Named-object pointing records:
+ + + + +

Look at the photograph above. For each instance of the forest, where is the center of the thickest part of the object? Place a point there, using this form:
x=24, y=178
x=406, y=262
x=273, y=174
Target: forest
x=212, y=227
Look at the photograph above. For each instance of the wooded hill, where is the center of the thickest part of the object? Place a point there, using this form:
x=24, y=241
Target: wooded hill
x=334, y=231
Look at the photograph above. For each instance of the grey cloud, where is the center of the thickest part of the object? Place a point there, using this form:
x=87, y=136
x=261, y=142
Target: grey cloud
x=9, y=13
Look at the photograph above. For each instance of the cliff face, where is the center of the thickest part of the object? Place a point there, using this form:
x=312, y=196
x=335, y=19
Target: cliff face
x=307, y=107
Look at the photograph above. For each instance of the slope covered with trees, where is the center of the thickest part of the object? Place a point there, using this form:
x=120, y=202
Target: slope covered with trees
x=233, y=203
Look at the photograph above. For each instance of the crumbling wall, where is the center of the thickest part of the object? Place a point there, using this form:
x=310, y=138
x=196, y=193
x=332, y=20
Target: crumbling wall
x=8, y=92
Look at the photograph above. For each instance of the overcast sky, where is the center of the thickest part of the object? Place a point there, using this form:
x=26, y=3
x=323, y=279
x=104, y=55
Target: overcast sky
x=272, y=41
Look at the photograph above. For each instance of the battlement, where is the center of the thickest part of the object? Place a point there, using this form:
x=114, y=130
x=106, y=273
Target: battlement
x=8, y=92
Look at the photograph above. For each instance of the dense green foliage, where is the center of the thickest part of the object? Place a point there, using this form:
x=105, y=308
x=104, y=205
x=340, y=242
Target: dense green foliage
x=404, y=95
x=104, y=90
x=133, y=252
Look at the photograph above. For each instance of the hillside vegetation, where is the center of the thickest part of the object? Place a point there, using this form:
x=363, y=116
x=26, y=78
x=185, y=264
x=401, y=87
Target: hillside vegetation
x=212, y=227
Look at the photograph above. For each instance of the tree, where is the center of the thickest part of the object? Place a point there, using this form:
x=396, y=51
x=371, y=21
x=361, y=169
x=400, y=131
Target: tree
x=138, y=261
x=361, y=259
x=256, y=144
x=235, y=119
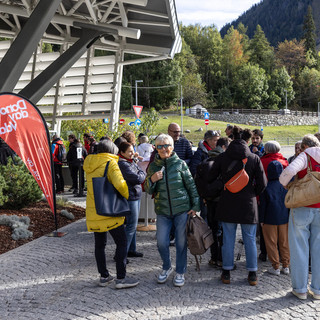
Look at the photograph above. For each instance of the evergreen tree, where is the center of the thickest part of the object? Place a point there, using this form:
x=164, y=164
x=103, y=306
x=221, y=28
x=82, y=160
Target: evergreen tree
x=261, y=51
x=309, y=33
x=22, y=189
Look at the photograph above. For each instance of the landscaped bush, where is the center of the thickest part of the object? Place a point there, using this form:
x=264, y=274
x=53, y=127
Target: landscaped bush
x=21, y=188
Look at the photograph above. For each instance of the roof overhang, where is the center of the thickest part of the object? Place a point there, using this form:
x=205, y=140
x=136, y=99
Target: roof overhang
x=143, y=27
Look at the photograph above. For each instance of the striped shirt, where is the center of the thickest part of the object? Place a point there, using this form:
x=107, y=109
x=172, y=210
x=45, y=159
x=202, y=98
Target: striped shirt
x=183, y=149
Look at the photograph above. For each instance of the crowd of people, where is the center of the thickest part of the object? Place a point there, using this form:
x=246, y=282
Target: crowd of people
x=183, y=182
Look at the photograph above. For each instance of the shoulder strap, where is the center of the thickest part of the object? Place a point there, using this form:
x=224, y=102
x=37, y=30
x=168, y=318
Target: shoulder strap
x=106, y=169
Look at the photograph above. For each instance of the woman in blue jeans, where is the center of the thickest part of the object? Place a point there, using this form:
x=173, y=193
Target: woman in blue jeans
x=241, y=207
x=304, y=225
x=175, y=195
x=134, y=176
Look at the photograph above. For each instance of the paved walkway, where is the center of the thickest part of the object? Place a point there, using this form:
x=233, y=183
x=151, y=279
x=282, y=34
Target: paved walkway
x=55, y=278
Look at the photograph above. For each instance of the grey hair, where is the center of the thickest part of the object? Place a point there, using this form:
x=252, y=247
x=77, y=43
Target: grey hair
x=272, y=147
x=164, y=138
x=107, y=146
x=144, y=139
x=309, y=140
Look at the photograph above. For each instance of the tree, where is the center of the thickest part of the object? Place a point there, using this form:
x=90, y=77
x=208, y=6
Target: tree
x=251, y=86
x=309, y=88
x=280, y=87
x=206, y=44
x=261, y=53
x=194, y=90
x=232, y=56
x=309, y=33
x=291, y=55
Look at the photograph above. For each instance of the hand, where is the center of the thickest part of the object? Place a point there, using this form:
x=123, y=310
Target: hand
x=156, y=176
x=192, y=212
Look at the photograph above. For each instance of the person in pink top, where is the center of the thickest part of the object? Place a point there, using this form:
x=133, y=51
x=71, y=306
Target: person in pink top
x=304, y=225
x=272, y=153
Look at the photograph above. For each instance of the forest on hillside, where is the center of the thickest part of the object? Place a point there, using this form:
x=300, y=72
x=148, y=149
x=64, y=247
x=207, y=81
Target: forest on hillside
x=231, y=71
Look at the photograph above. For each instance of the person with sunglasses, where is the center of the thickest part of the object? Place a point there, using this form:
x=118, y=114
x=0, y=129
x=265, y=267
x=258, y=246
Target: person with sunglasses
x=175, y=196
x=181, y=146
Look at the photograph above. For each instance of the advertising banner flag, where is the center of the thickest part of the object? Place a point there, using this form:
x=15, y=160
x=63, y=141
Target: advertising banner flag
x=137, y=110
x=24, y=129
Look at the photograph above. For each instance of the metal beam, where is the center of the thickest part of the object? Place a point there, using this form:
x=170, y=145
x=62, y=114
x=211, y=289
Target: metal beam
x=70, y=21
x=19, y=53
x=38, y=87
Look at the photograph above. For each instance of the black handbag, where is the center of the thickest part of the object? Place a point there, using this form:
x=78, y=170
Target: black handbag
x=109, y=202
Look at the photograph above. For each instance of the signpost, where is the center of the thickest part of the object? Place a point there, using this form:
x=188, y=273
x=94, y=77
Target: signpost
x=138, y=123
x=206, y=122
x=137, y=110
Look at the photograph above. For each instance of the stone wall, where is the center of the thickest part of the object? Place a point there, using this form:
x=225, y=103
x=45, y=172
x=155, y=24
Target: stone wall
x=265, y=120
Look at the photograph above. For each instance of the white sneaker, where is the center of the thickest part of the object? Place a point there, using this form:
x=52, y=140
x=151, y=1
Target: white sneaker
x=164, y=275
x=314, y=295
x=301, y=296
x=178, y=280
x=273, y=271
x=285, y=271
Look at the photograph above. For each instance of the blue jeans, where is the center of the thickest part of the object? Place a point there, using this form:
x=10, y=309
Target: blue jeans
x=249, y=238
x=100, y=241
x=304, y=235
x=131, y=226
x=164, y=225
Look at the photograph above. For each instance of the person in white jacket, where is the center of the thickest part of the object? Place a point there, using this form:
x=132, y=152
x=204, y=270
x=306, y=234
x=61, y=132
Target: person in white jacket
x=304, y=225
x=145, y=150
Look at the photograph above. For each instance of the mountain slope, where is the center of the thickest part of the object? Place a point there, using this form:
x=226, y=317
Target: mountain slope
x=279, y=19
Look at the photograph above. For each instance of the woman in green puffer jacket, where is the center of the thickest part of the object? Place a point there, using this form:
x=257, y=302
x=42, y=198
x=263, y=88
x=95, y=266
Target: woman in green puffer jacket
x=175, y=196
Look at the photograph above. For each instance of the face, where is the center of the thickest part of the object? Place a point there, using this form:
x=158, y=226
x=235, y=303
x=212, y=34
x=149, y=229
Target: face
x=213, y=142
x=228, y=131
x=129, y=153
x=297, y=149
x=174, y=131
x=256, y=140
x=164, y=149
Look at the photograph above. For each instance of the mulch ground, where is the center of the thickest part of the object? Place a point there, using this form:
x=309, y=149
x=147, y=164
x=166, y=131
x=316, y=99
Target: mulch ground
x=41, y=223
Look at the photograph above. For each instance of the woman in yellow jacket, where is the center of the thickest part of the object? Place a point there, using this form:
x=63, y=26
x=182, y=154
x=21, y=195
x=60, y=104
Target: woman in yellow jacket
x=94, y=166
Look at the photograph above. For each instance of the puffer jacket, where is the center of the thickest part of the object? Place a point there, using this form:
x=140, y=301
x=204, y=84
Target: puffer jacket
x=240, y=207
x=94, y=166
x=200, y=155
x=176, y=192
x=272, y=209
x=134, y=176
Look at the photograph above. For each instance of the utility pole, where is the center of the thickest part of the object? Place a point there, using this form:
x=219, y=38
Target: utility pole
x=181, y=108
x=136, y=82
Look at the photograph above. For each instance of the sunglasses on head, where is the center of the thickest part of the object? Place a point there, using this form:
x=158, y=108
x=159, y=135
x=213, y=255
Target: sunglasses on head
x=161, y=146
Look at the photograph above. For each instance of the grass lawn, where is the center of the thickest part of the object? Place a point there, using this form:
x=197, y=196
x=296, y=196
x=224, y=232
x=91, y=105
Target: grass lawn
x=285, y=135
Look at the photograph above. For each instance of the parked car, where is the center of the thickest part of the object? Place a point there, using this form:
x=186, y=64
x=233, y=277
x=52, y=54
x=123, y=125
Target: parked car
x=284, y=111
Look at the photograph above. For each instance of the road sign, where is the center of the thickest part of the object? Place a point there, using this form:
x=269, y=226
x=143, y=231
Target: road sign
x=137, y=111
x=138, y=122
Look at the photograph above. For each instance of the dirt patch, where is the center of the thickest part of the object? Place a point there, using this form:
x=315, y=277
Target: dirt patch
x=41, y=223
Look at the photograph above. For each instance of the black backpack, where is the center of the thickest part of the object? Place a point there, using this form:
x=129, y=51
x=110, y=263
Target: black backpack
x=207, y=189
x=62, y=154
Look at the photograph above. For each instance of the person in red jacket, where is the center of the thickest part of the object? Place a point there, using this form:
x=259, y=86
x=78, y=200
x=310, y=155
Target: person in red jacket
x=86, y=141
x=272, y=153
x=57, y=161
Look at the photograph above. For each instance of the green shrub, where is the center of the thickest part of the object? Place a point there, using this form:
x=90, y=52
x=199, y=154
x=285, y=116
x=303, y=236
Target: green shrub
x=22, y=189
x=3, y=188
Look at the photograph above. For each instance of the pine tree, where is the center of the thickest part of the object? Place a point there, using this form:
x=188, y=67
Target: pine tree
x=309, y=33
x=261, y=51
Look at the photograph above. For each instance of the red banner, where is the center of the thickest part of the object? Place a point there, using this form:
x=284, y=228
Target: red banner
x=23, y=128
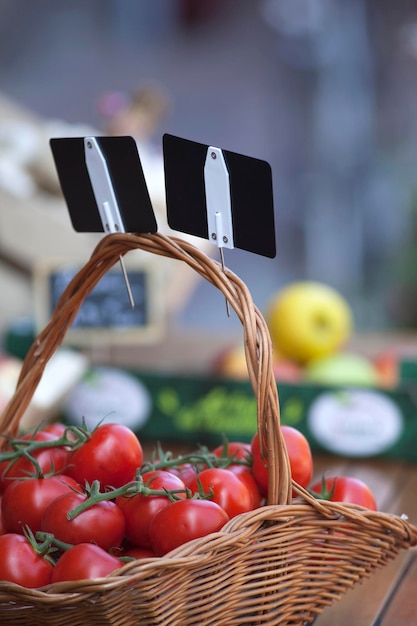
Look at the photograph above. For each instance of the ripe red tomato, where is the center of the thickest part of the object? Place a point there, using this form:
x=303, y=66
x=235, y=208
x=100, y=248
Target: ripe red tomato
x=244, y=472
x=232, y=494
x=20, y=563
x=111, y=455
x=346, y=489
x=24, y=501
x=103, y=523
x=84, y=561
x=185, y=471
x=2, y=526
x=54, y=459
x=183, y=521
x=300, y=456
x=139, y=510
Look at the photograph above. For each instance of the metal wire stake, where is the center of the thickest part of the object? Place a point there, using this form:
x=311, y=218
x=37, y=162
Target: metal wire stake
x=125, y=276
x=223, y=266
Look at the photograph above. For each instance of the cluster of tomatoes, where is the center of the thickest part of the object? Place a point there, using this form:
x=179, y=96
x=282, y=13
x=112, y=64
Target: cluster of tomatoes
x=77, y=504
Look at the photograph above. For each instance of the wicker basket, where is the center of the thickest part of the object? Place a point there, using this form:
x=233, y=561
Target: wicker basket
x=280, y=564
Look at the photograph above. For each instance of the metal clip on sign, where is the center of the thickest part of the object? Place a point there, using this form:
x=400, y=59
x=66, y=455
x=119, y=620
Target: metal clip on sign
x=218, y=202
x=105, y=197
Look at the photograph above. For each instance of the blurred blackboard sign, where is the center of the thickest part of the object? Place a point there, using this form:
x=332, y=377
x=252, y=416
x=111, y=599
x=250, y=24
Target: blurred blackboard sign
x=106, y=314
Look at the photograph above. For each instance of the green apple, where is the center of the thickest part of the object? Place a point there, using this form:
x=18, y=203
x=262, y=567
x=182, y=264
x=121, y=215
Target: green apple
x=308, y=320
x=344, y=368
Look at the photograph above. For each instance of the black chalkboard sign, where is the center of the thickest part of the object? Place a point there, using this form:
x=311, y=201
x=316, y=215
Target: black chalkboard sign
x=106, y=313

+ + + + +

§ **TASK TO COMPLETE**: Beginning at the line that contains "green apple, where", retype each line of the listing up to and including the last one, exactly as it stands, and nothing else.

§ **SOLUTION TO THE EXERCISE**:
Look at the photograph above. For each instance of the green apple, where is the center of the thickest part of the object? Place a point there, using this form:
x=18, y=203
x=262, y=567
x=182, y=264
x=121, y=215
Target: green apple
x=308, y=320
x=344, y=368
Look at the photograph above. For each instance of the black chalkboard sign, where is the center of the thickest part of the object? Place a point there, using this form:
x=311, y=201
x=316, y=215
Target: black chalkboard sign
x=106, y=313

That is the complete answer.